Twoje zadanie
Ile wierszy w poniższych danych zawiera ciąg znaków „waterfall”? W odpowiedzi proszę podać wyłącznie liczbę.

Dane do zadania
++++++++++++++++++++

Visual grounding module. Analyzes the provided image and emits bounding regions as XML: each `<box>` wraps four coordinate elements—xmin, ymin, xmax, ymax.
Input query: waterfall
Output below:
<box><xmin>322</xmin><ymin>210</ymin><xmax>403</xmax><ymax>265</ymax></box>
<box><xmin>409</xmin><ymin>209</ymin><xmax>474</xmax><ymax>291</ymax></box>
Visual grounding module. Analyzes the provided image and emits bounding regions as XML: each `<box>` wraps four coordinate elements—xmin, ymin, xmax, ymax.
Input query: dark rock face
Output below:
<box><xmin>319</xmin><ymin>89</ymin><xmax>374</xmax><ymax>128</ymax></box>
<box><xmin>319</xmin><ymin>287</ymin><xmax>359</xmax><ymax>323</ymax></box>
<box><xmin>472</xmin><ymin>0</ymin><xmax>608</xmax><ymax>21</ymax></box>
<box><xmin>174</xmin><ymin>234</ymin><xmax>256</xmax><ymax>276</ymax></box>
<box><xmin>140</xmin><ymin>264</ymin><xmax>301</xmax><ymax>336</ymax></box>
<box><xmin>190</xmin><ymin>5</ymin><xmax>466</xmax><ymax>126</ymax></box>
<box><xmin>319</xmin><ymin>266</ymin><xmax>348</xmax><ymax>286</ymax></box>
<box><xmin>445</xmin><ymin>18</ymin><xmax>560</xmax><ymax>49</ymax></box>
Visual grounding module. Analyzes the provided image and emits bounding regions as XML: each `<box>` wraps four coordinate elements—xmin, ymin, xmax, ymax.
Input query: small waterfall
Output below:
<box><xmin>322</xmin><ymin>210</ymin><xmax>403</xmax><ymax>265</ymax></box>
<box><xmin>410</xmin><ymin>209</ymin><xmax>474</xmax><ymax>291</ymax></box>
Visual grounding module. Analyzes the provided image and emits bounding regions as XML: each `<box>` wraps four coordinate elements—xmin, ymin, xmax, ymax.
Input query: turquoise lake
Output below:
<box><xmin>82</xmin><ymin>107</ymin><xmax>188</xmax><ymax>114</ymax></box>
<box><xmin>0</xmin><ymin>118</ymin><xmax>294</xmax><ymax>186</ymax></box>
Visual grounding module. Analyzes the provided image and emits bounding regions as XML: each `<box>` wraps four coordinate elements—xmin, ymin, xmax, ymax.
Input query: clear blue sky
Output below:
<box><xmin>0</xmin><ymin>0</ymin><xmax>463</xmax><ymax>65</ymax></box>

++++++++++++++++++++

Rozwiązanie wzorcowe
2